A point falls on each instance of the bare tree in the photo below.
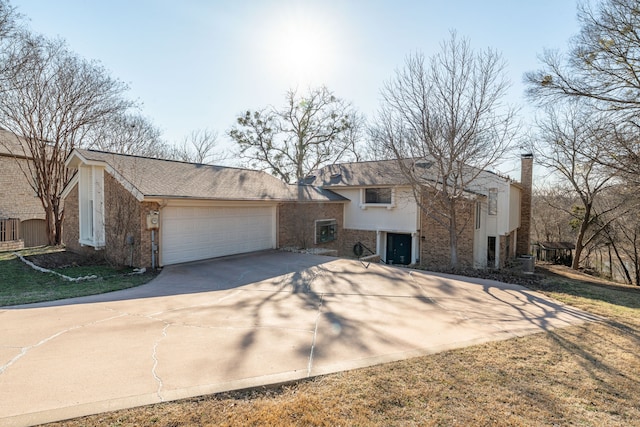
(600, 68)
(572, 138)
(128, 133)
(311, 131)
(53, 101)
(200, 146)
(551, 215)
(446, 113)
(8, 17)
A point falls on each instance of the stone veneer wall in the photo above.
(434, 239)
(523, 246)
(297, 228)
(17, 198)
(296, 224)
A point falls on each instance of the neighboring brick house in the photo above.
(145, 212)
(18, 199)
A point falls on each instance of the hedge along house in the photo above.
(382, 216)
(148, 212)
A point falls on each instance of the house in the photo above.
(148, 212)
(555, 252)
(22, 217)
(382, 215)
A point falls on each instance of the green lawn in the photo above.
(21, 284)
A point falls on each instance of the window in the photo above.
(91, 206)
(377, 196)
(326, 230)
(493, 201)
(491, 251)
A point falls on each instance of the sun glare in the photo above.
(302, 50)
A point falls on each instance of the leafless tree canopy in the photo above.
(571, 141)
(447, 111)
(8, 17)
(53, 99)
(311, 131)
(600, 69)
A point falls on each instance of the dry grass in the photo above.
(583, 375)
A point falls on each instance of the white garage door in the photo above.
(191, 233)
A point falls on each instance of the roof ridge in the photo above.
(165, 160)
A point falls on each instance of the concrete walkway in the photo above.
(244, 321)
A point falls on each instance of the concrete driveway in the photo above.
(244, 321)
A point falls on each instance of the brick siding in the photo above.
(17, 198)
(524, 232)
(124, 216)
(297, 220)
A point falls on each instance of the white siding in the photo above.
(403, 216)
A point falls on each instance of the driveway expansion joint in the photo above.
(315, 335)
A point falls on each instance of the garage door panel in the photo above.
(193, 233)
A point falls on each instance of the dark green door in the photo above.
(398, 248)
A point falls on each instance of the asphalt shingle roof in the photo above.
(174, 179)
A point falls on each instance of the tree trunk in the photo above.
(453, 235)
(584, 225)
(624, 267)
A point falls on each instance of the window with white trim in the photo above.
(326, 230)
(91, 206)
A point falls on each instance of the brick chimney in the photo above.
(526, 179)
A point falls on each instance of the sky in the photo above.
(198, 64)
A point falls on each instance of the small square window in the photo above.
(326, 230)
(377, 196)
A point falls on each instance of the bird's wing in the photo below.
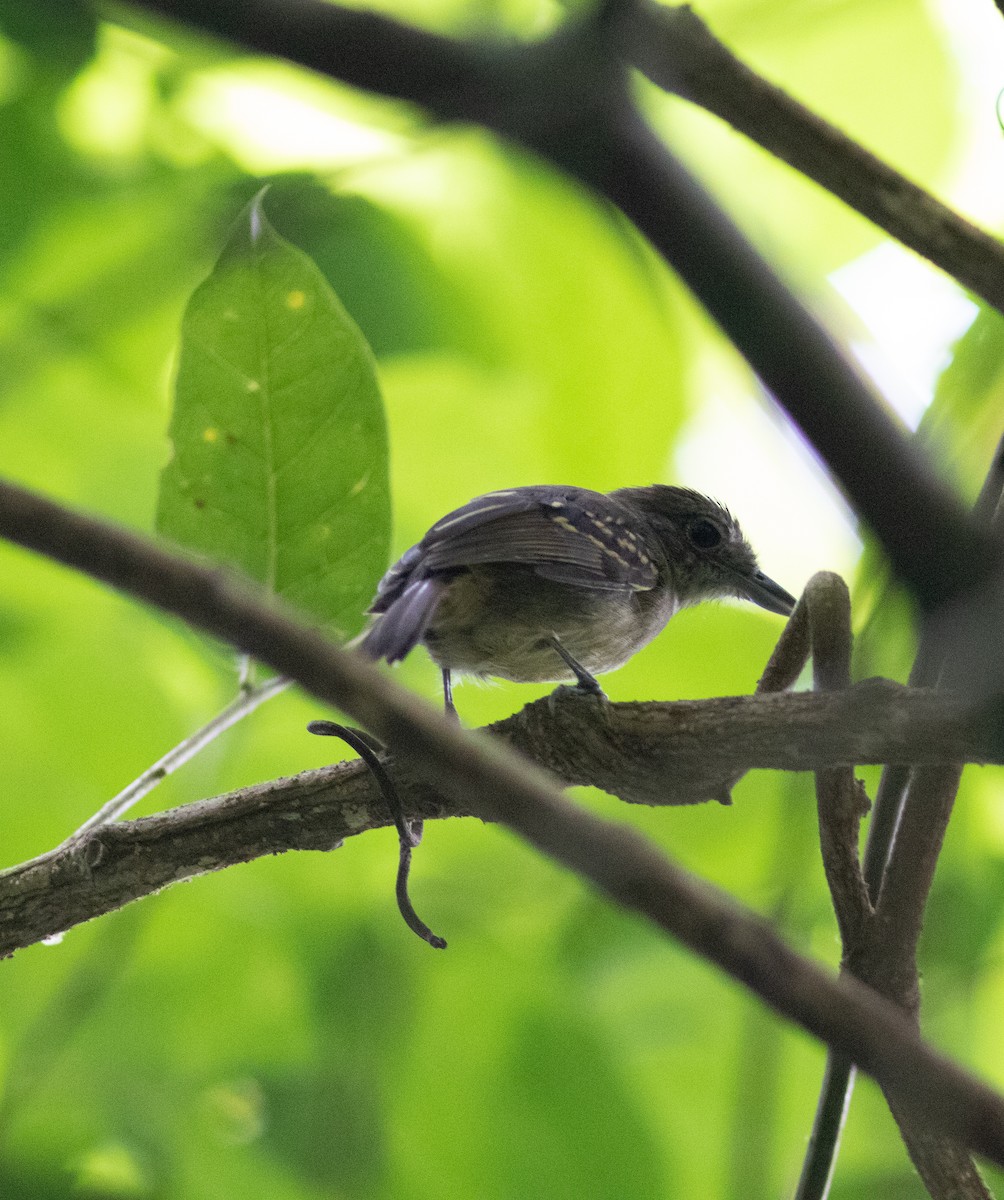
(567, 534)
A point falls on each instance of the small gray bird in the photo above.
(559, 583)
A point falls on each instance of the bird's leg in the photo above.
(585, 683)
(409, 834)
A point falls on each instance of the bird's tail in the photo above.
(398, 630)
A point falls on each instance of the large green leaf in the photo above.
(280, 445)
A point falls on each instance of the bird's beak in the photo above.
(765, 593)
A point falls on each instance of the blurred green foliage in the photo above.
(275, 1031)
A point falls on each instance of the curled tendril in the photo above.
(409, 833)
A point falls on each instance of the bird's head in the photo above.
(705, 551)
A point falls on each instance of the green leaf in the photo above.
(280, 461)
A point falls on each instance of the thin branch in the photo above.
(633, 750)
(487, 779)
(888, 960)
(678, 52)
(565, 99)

====================

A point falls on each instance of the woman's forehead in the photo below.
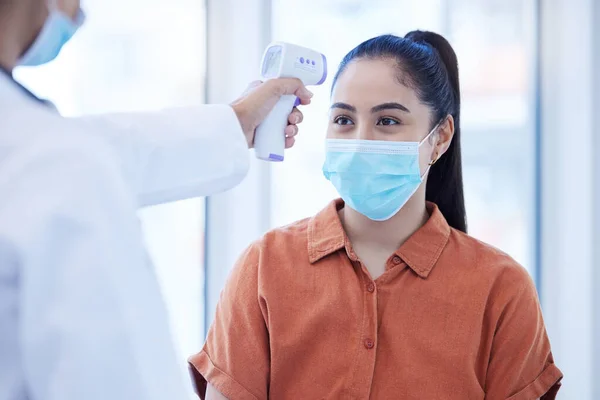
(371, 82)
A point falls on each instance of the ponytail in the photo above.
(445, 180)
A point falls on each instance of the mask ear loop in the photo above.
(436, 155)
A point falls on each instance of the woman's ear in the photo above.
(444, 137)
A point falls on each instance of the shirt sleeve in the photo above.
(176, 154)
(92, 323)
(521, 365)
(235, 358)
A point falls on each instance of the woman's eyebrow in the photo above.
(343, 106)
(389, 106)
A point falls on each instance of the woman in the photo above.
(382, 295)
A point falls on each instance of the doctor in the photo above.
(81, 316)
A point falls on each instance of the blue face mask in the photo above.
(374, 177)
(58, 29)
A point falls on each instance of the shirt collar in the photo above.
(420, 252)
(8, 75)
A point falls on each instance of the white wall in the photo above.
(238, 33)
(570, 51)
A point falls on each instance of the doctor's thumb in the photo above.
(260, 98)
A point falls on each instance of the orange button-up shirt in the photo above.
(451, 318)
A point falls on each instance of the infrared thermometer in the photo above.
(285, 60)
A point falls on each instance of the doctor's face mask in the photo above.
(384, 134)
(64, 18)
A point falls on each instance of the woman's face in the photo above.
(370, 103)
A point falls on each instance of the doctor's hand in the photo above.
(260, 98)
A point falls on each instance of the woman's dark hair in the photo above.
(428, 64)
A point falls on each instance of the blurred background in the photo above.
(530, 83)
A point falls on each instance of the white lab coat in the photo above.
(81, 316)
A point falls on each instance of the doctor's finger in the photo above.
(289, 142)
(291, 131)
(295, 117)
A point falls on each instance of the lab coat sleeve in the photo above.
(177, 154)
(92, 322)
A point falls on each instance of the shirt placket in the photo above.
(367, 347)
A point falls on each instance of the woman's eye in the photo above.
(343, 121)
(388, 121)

====================

__WORK TO BE COMPLETED__
Count the lines in the material above that contain the string "face", treating uppercase and lowercase as different. Reply with the number alone.

__CORRECT OUTPUT__
3